§ Written request
Can you arrange the lines of the records below as a numbered list, from the line containing "ribbon in the photo above." through the end of the records, both ends included, and leave out any blank lines?

"""

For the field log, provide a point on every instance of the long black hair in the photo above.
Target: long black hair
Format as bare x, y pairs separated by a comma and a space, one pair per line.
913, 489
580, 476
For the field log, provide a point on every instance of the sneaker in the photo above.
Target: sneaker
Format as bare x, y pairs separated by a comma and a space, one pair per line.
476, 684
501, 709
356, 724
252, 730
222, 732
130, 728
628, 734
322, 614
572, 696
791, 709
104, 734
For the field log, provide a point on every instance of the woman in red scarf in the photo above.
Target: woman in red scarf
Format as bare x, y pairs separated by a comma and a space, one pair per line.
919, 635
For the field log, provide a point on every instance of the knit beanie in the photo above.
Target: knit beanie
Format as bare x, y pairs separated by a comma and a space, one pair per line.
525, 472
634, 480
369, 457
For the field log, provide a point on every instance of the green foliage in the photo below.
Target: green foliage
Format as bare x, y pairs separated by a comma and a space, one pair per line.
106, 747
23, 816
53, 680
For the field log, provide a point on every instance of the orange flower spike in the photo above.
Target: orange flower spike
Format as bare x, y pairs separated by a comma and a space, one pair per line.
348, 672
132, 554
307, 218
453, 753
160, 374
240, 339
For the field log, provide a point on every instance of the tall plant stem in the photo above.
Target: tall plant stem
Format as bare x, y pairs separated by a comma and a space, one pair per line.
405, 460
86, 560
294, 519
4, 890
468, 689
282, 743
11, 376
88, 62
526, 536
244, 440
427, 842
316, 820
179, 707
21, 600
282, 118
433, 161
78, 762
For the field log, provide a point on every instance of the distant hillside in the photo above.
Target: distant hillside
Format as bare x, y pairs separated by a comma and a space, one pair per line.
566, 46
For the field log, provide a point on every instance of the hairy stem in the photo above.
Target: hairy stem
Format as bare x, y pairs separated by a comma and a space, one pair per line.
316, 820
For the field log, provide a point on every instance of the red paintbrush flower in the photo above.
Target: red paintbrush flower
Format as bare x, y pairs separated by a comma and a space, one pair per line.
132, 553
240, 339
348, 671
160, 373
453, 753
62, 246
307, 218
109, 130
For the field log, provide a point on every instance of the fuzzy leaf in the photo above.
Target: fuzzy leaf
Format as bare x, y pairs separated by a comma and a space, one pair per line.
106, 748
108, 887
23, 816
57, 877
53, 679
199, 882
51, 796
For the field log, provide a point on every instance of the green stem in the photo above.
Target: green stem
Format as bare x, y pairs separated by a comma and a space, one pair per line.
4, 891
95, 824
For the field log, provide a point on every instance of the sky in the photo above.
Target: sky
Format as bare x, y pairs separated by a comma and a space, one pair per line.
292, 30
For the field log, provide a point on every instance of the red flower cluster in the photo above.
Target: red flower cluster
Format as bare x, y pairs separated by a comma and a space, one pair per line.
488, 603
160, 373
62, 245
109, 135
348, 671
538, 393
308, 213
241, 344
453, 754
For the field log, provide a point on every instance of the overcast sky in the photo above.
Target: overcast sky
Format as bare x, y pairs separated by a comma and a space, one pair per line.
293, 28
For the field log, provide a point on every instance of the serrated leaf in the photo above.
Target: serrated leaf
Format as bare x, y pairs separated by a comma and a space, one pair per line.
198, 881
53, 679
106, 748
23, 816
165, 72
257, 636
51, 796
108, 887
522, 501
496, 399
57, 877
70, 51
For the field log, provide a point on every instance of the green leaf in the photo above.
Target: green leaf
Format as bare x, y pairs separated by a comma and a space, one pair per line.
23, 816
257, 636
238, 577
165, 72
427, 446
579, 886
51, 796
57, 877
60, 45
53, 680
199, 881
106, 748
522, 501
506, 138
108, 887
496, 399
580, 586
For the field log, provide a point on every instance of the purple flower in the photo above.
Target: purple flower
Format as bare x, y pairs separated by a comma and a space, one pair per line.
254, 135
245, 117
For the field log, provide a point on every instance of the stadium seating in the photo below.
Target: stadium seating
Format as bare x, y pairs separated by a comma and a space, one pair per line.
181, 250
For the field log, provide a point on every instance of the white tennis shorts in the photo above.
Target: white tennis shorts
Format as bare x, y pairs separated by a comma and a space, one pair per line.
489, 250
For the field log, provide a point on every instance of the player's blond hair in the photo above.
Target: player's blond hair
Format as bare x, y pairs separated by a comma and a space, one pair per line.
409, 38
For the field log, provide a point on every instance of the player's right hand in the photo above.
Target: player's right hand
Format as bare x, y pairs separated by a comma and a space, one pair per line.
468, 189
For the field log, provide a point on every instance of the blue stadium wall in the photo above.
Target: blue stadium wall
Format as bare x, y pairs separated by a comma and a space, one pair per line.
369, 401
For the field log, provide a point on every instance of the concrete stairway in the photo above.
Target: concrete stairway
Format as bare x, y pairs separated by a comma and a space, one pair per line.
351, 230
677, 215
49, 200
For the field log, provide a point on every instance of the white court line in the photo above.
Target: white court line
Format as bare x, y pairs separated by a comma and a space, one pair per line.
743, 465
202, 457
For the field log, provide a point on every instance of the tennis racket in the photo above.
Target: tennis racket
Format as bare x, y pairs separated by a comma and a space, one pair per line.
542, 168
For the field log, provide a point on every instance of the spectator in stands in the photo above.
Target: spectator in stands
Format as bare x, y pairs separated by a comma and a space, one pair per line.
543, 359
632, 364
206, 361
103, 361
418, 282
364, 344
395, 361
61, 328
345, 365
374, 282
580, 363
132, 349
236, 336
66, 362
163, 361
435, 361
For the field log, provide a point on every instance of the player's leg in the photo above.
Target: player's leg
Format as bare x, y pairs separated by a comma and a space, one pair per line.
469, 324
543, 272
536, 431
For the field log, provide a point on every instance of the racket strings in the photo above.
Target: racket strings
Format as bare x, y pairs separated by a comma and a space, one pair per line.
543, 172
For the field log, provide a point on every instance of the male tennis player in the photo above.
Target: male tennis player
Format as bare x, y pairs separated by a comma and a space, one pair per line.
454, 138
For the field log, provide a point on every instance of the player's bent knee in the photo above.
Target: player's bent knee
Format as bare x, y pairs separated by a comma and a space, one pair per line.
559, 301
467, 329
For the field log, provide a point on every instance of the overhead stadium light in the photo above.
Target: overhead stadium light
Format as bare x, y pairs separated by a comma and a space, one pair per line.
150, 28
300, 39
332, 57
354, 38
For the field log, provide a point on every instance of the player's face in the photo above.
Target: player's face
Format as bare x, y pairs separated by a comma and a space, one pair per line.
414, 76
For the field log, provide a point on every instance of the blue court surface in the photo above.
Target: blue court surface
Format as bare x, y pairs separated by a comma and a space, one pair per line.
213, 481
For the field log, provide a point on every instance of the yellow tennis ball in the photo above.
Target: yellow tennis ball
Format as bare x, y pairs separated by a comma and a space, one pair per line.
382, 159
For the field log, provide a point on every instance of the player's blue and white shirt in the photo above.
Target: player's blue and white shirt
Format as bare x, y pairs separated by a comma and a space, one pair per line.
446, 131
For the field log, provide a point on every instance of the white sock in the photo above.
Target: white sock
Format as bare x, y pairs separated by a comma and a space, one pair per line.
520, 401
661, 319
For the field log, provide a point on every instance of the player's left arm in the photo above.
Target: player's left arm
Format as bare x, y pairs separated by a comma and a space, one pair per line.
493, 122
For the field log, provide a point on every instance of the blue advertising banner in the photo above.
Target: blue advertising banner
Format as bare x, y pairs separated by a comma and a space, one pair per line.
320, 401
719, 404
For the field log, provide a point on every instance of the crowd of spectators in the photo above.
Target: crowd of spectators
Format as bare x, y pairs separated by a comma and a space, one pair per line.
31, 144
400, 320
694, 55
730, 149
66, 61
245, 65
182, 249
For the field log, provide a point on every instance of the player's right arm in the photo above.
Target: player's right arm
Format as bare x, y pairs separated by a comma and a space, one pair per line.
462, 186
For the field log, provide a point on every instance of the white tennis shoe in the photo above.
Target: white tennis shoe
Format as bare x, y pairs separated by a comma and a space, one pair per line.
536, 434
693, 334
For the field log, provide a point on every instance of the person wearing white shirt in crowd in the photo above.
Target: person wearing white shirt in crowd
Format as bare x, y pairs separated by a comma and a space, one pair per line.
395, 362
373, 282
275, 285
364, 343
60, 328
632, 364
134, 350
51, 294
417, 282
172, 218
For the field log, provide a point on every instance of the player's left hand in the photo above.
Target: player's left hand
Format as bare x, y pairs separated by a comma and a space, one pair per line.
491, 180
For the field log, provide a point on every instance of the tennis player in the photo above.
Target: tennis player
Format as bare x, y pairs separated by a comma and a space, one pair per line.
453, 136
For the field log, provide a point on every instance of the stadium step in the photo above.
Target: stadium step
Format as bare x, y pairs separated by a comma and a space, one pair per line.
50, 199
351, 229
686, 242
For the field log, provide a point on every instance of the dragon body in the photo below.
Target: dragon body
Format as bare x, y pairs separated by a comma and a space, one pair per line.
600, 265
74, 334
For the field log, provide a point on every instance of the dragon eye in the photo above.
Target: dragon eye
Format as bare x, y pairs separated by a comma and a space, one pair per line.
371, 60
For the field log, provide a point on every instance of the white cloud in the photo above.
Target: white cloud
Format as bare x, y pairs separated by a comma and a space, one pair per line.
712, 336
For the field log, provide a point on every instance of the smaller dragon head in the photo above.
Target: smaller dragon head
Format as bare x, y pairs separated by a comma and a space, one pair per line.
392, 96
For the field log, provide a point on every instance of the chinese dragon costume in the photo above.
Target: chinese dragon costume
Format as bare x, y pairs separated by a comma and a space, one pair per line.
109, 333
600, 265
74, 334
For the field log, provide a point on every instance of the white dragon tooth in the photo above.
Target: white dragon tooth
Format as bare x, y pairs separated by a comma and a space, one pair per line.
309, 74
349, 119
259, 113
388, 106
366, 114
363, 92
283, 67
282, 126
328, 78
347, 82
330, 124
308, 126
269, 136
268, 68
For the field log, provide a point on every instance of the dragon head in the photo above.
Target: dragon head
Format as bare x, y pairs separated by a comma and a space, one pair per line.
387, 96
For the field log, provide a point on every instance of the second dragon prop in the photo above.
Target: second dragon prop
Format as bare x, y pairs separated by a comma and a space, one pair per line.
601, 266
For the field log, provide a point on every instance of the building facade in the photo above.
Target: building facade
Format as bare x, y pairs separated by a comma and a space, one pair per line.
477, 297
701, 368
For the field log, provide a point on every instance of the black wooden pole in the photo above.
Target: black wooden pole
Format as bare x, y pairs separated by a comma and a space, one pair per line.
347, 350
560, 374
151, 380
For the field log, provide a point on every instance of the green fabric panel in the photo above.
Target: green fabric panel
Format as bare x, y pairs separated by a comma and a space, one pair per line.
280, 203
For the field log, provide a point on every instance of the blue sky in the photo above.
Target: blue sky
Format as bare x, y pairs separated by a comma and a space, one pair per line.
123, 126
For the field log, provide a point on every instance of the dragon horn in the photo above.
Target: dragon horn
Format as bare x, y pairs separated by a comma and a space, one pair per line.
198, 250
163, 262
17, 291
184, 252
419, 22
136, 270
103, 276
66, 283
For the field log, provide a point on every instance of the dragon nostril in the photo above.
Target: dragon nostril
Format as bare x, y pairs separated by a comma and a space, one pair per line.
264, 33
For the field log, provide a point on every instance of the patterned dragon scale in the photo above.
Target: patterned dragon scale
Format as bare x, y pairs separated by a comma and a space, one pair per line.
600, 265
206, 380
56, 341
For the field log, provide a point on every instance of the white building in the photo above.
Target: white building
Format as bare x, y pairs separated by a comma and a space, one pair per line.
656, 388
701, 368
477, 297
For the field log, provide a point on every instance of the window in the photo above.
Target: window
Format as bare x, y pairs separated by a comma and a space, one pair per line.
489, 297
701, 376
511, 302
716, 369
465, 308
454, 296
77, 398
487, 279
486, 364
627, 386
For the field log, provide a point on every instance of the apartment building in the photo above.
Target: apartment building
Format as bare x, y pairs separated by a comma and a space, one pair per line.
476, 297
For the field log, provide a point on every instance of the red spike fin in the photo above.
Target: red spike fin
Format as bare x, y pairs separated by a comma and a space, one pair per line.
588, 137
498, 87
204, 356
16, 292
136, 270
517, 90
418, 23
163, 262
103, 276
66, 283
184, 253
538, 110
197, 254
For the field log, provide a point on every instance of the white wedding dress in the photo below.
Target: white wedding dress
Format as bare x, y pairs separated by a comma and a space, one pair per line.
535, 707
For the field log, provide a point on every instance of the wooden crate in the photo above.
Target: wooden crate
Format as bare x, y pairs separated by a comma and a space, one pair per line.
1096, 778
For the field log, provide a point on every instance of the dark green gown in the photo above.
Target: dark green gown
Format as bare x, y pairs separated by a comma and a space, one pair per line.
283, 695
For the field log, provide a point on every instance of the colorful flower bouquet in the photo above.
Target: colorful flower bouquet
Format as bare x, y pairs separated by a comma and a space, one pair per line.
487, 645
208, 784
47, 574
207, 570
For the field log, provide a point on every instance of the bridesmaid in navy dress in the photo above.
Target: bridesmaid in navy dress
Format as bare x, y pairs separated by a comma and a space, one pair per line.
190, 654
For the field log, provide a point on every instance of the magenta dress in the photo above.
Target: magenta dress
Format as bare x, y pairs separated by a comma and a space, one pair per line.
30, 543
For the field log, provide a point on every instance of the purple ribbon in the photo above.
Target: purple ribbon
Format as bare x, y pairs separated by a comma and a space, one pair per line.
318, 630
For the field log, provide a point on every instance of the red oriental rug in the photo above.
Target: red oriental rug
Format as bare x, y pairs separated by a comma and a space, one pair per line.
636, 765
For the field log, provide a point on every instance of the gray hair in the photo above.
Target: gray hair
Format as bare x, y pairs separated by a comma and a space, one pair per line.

"""

§ Right answer
1. For the field log, provide a point on every instance of the purple ribbon in the photo above.
2. Target: purple ribbon
3. Format as bare x, y pairs separated by a comma and a space, one pair per line.
4. 318, 630
5. For the field log, provide a point on every instance of the red oriental rug in the photo above.
6. Target: red oriental rug
7. Format as bare x, y pairs separated by a comma and a space, one pair per line.
8. 636, 765
9. For the field log, provide a point on every instance of the gray hair in the photo above.
10. Target: gray hair
11. Format as bare x, y pairs separated by a comma and a space, one pair per line.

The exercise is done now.